━━━━━ EXERCISE MATERIALS ━━━━━

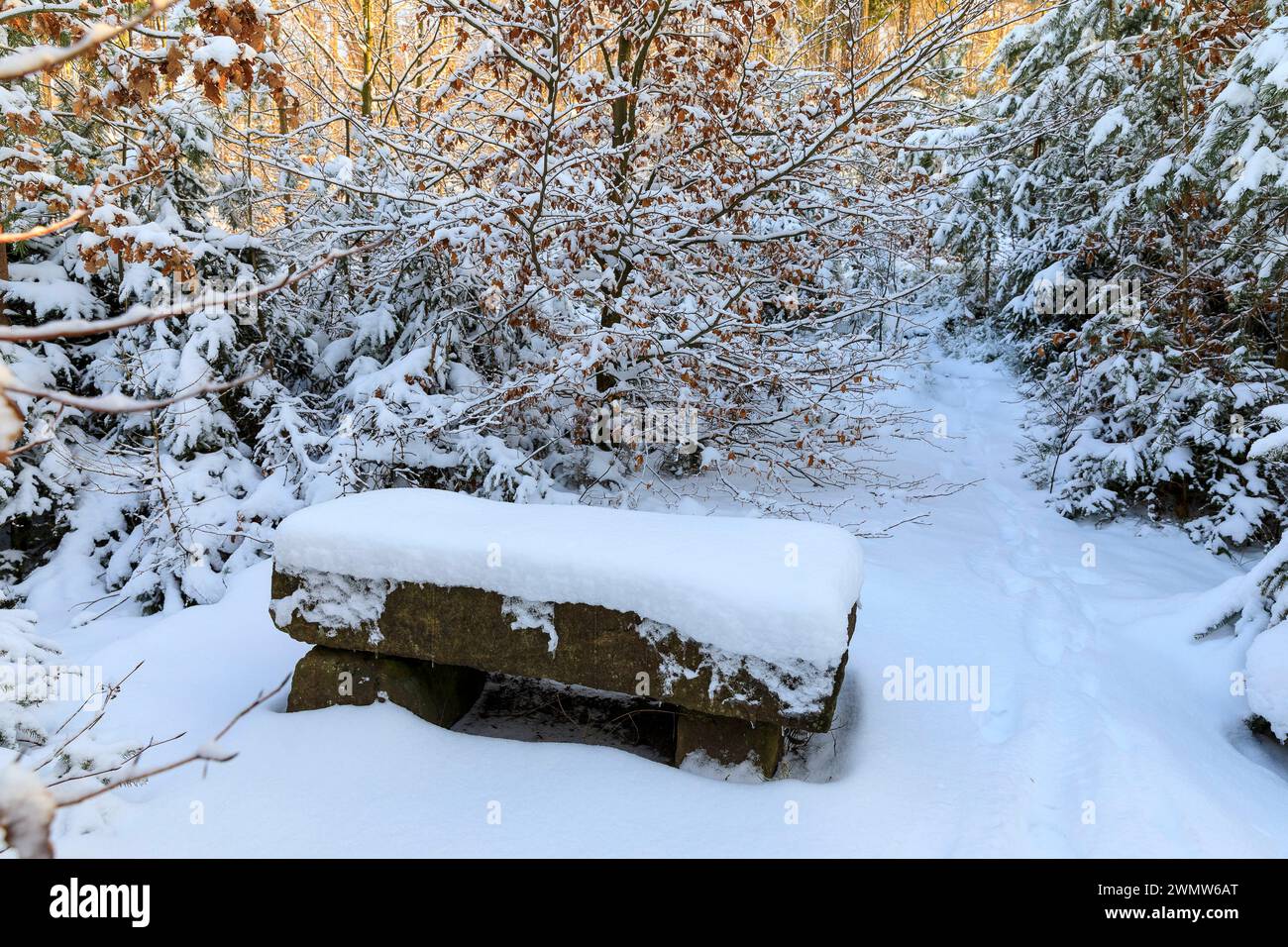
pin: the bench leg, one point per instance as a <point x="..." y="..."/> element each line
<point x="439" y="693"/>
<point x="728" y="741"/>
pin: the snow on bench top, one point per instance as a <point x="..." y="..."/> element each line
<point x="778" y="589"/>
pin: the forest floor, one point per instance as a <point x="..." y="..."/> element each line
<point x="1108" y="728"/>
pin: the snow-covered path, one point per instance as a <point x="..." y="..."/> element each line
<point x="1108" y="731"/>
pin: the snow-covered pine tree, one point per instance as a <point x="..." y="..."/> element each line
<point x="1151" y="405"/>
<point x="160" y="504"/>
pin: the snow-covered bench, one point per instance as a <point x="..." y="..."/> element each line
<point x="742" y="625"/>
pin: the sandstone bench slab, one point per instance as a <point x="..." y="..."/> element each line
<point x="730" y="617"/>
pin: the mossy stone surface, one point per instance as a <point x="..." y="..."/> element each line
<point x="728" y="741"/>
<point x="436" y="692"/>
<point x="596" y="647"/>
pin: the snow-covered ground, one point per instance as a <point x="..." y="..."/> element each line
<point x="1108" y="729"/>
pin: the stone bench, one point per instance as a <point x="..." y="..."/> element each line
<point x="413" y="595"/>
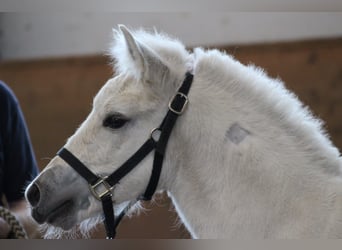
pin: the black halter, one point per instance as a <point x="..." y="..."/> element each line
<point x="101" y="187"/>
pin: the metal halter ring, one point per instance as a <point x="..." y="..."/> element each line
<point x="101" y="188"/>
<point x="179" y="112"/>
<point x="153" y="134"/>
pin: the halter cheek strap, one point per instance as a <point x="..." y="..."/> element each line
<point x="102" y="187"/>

━━━━━

Return every line of the records exactly as given, pictures excluded.

▸ ANSWER FOR THIS EXERCISE:
pin: the bench leg, one point per instance as a <point x="..." y="..."/> element each line
<point x="439" y="693"/>
<point x="728" y="741"/>
pin: the snow on bench top, one point per instance as a <point x="..." y="..."/> element each line
<point x="778" y="589"/>
pin: the forest floor, one point per instance as a <point x="..." y="..."/> element each line
<point x="1108" y="728"/>
pin: the snow-covered path, one point per instance as a <point x="..." y="..."/> element each line
<point x="1108" y="731"/>
pin: the snow-covered pine tree, one point per instance as a <point x="..." y="..."/> element each line
<point x="1151" y="405"/>
<point x="160" y="504"/>
pin: the snow-covered bench, one point per instance as a <point x="..." y="..."/> element each line
<point x="742" y="625"/>
pin: the sandstone bench slab, one point per instance as a <point x="..." y="..."/> element each line
<point x="730" y="617"/>
pin: the mossy stone surface, one point per instance as a <point x="..." y="..."/> element each line
<point x="728" y="741"/>
<point x="436" y="692"/>
<point x="596" y="647"/>
pin: the snow-covered ground, one point per instance as a <point x="..." y="..."/> element each line
<point x="1108" y="729"/>
pin: the stone bench, one point per instance as a <point x="..." y="..."/> element each line
<point x="413" y="595"/>
pin: the black halter, one point per instance as a <point x="..." y="..."/> element each line
<point x="101" y="187"/>
pin: the metal halter ring, one point per instance as a <point x="..." y="..."/> element each line
<point x="101" y="188"/>
<point x="179" y="112"/>
<point x="153" y="134"/>
pin: the halter cheek strap, one point per instance as a <point x="..." y="..."/> element each line
<point x="102" y="187"/>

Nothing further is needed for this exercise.